BEGIN

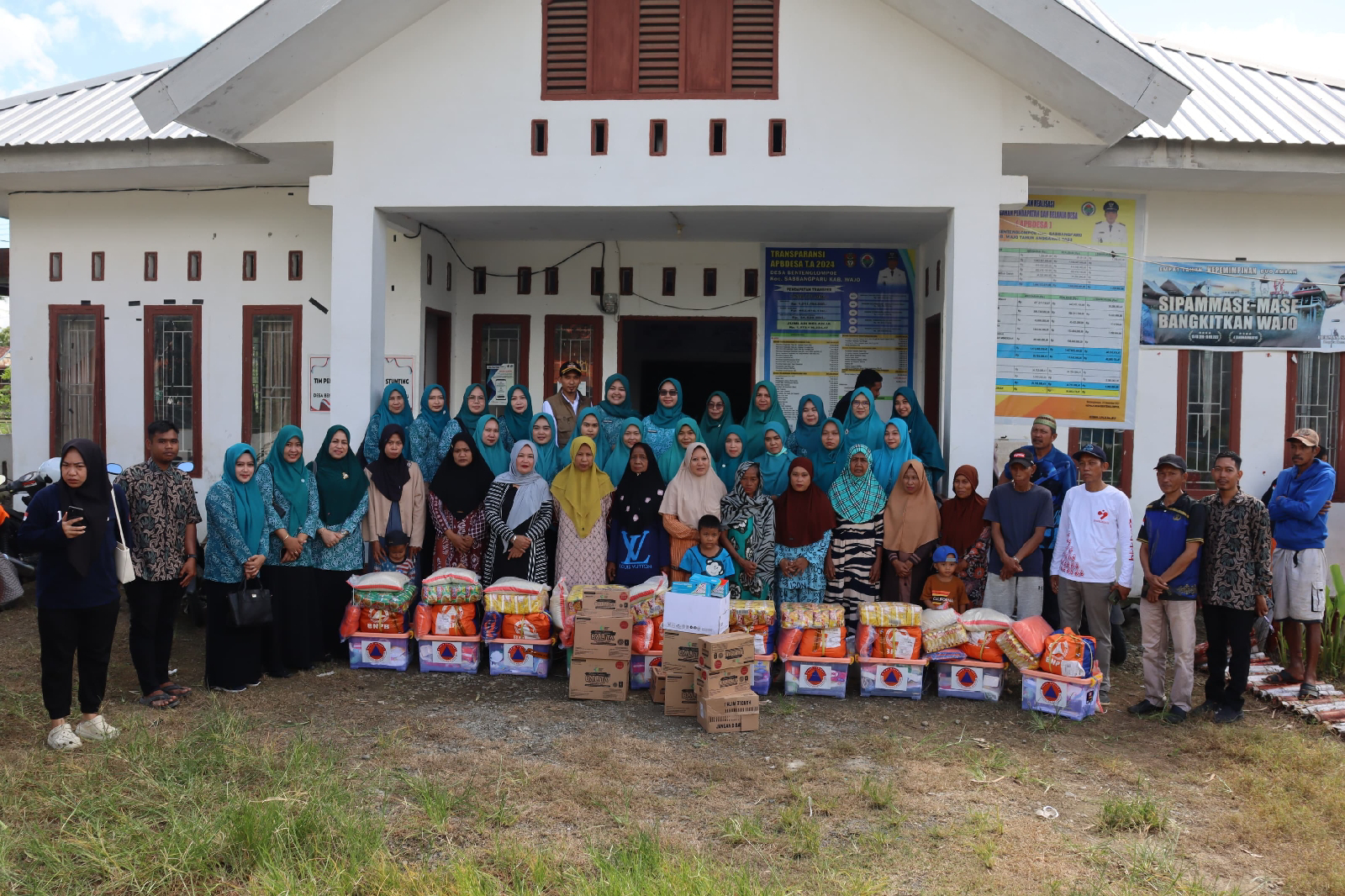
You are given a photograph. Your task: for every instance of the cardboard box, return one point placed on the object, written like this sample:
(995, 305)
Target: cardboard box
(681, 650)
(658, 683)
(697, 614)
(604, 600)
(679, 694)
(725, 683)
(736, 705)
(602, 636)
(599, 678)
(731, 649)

END
BEGIN

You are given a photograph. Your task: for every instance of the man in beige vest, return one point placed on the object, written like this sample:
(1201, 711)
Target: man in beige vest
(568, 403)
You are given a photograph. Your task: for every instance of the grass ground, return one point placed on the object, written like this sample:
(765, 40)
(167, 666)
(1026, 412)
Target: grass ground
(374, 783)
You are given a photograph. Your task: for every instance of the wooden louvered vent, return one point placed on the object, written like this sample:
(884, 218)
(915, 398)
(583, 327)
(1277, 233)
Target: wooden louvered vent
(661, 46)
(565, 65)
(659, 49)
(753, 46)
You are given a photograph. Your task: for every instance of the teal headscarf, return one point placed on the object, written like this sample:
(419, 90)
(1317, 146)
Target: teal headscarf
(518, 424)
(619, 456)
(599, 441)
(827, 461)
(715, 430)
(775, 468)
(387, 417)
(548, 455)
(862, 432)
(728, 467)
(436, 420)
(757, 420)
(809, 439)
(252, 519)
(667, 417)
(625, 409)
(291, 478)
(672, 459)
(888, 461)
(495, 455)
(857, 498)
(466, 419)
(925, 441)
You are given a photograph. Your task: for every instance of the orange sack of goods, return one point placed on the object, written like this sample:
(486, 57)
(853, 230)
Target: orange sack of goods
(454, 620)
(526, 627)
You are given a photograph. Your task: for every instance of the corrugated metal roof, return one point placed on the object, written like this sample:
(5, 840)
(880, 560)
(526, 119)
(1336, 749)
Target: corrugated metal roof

END
BEGIN

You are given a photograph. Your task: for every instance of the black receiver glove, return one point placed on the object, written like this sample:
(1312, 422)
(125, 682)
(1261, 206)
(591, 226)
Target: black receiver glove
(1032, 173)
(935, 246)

END

**THE REQUEST**
Rewrite the part that opens with the row containing "of the orange" and closes with the row containing "Target: corrugated metal roof", keeping every row, requests included. Shift each answer coordinate by adding 100 to both of its numbers, and leave the sample coordinates in the requests as they are.

**TASK RESPONSE**
You are given a photograph. Your task: for every instance of the orange sack of goods, return one point placed on the object, written like this sample:
(486, 57)
(853, 230)
Target: orange sack of goods
(554, 720)
(626, 727)
You are given a photograph. Your task: for every instance of the corrugated metal roof, return one point placed on the object, written like this sample:
(5, 840)
(880, 560)
(526, 119)
(1336, 749)
Target: corrugated metal roof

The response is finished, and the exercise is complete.